In the data that follows, find the line containing "Exercise. Point out every instance of the dark doorway"; then quote that line and every line after it, exactly, through the last one.

Records from a point labeling set

------------------------------------------------------------

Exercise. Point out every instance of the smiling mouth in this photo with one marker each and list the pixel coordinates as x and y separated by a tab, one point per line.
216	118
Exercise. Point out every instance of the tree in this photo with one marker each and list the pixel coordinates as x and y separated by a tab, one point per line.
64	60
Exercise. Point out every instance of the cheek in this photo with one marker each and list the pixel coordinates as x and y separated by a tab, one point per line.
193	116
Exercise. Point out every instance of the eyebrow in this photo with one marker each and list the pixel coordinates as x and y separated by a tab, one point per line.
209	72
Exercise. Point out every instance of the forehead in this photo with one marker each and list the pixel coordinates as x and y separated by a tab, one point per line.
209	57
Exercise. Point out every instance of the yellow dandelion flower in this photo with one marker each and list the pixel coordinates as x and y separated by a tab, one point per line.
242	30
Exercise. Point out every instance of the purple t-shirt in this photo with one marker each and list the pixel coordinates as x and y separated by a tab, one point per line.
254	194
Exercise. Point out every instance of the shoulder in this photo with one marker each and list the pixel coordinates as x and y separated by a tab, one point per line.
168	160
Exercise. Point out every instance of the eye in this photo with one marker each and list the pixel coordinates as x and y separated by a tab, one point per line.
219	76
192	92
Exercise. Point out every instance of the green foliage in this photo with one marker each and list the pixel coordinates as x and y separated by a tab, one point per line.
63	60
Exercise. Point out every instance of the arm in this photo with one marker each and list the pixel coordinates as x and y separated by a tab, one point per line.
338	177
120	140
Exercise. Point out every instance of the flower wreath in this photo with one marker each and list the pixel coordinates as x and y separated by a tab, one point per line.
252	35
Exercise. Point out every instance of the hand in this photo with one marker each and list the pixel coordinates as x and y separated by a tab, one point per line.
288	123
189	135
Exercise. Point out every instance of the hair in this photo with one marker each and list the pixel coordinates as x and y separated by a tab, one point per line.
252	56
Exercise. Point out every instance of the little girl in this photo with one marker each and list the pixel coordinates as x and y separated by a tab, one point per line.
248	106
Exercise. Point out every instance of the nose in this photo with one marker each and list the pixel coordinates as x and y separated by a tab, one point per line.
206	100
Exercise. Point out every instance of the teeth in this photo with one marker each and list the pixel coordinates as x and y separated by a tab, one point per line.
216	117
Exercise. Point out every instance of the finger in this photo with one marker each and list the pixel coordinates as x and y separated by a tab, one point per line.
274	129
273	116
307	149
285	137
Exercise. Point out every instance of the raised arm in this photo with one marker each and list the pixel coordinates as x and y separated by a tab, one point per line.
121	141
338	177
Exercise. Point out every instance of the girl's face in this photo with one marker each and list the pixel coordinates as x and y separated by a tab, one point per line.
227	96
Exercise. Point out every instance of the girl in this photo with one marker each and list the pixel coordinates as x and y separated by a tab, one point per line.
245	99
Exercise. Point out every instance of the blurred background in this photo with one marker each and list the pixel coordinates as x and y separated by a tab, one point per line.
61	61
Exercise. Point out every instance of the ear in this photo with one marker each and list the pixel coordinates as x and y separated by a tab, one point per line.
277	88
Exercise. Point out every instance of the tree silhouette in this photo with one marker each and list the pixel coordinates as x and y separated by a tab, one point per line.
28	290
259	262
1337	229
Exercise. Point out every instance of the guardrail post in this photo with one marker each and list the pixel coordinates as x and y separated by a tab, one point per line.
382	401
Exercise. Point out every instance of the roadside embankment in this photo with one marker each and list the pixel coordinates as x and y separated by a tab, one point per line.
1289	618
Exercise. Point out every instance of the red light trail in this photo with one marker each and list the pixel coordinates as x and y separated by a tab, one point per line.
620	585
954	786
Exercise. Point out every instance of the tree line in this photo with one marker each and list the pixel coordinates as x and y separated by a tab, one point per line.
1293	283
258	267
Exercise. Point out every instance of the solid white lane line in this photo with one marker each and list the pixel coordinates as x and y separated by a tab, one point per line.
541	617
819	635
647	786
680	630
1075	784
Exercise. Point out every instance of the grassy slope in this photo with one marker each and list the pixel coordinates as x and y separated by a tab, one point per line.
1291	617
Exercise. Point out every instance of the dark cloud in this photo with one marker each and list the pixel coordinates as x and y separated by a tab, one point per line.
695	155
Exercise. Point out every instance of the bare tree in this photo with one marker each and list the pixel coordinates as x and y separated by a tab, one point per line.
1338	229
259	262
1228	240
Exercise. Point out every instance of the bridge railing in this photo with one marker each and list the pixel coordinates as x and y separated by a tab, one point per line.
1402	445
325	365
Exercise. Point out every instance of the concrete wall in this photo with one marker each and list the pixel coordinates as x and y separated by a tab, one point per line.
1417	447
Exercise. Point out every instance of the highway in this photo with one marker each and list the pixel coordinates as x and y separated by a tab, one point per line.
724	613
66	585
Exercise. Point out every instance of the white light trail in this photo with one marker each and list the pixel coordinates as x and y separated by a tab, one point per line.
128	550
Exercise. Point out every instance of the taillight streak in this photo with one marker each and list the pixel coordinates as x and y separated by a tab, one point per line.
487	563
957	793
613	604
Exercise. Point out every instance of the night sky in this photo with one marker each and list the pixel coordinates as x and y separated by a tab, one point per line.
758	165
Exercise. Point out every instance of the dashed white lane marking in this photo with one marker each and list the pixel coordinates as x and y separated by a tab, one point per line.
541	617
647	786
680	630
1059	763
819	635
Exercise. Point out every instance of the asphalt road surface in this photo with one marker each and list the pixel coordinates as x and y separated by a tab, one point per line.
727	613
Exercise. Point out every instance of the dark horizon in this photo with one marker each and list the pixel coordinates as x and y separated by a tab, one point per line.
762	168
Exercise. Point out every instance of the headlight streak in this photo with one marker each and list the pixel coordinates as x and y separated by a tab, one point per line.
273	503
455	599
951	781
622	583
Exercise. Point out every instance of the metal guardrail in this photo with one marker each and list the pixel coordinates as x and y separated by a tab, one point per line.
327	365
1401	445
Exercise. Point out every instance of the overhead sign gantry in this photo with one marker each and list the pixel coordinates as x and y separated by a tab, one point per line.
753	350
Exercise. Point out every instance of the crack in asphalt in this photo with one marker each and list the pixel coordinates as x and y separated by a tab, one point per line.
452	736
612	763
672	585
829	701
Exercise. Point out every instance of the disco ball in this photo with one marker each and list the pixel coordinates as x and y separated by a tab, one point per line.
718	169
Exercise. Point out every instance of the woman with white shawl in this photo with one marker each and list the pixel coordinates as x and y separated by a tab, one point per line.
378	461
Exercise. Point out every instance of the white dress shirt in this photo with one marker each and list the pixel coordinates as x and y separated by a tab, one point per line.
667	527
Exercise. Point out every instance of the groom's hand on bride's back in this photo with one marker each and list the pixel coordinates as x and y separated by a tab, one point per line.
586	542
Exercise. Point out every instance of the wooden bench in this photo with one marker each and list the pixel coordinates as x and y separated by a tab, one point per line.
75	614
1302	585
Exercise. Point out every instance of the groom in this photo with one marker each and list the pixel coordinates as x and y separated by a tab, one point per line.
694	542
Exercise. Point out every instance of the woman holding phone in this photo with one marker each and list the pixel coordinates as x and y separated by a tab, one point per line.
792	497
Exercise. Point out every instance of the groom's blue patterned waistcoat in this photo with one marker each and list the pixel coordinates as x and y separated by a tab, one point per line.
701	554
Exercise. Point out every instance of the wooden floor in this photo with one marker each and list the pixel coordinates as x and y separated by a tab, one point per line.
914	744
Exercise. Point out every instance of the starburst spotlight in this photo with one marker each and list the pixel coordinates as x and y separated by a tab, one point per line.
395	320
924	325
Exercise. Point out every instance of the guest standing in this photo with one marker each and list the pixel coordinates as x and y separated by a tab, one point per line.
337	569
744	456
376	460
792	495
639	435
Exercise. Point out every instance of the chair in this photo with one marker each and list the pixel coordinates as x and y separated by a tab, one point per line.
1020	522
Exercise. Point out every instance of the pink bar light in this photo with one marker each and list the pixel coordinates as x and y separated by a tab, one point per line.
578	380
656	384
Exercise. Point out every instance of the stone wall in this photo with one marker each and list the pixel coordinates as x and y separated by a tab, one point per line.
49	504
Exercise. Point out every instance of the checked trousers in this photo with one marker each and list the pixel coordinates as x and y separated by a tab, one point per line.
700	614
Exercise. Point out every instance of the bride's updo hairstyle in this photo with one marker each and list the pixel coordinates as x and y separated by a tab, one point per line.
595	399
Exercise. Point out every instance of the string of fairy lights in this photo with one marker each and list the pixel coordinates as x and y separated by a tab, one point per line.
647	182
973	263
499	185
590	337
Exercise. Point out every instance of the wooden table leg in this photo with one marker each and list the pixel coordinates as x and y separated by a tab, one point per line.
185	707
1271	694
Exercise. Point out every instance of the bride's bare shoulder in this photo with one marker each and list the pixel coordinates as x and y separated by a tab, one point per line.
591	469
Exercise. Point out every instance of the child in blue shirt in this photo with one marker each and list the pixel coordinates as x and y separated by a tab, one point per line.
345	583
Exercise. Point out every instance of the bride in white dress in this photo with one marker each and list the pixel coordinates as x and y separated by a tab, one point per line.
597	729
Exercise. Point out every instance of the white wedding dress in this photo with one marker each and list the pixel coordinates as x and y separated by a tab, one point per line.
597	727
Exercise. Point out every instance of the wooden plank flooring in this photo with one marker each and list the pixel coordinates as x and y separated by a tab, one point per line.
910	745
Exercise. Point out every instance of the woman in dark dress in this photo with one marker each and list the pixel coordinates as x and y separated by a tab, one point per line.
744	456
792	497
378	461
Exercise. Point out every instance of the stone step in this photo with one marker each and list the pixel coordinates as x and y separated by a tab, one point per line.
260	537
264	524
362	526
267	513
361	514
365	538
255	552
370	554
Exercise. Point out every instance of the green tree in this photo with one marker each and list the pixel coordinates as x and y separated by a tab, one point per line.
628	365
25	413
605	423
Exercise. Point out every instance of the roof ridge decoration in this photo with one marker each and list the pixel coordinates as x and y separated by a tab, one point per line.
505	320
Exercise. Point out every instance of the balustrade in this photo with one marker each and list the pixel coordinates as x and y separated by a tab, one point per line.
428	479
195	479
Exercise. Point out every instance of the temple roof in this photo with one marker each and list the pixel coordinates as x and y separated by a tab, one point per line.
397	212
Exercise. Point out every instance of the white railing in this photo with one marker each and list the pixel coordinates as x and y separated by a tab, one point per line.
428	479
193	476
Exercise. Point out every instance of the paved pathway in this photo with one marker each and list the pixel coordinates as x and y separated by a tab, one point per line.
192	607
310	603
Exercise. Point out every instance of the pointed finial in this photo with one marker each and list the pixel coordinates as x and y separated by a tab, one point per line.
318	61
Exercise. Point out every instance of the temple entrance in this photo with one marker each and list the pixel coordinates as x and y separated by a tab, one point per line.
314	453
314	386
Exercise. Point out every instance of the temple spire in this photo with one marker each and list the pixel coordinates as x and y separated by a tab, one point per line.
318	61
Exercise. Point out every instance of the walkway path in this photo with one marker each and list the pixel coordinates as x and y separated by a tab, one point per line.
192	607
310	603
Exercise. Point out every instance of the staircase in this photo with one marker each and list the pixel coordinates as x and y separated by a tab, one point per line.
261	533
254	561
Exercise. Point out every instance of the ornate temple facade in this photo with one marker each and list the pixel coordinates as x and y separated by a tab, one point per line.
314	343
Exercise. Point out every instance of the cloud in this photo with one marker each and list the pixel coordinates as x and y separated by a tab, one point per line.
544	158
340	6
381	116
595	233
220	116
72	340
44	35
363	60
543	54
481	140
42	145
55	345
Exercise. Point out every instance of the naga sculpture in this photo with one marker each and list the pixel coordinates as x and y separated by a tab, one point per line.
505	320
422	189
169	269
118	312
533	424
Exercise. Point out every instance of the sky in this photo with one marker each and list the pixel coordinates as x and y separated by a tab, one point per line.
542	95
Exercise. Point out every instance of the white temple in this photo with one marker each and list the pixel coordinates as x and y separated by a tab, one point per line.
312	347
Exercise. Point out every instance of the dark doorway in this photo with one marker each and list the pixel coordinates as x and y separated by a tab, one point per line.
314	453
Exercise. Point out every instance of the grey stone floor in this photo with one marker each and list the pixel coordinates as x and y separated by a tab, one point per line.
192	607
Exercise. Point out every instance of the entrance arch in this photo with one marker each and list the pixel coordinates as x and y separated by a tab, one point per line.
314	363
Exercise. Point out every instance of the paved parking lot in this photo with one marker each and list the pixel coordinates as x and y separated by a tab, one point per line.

------------------------------------------------------------

→ Expected output:
Exercise. Point out every instance of the dark doorway in this photo with one marker each and list the pixel coordinates as x and y separated by a tab, one point per line.
314	453
Exercise. Point out every instance of the grey stone floor in this photo with one marker each and list the pixel coordinates as x and y separated by a tab, one point per line.
192	607
Exercise. Point out every instance of the entrance arch in this photo with one marker each and list the pixel coordinates as x and y separated by a tab, one point per line.
314	363
Exercise. Point out every instance of the paved parking lot in this photo with one marker each and list the pixel coordinates as x and y separated by a tab, one point per line.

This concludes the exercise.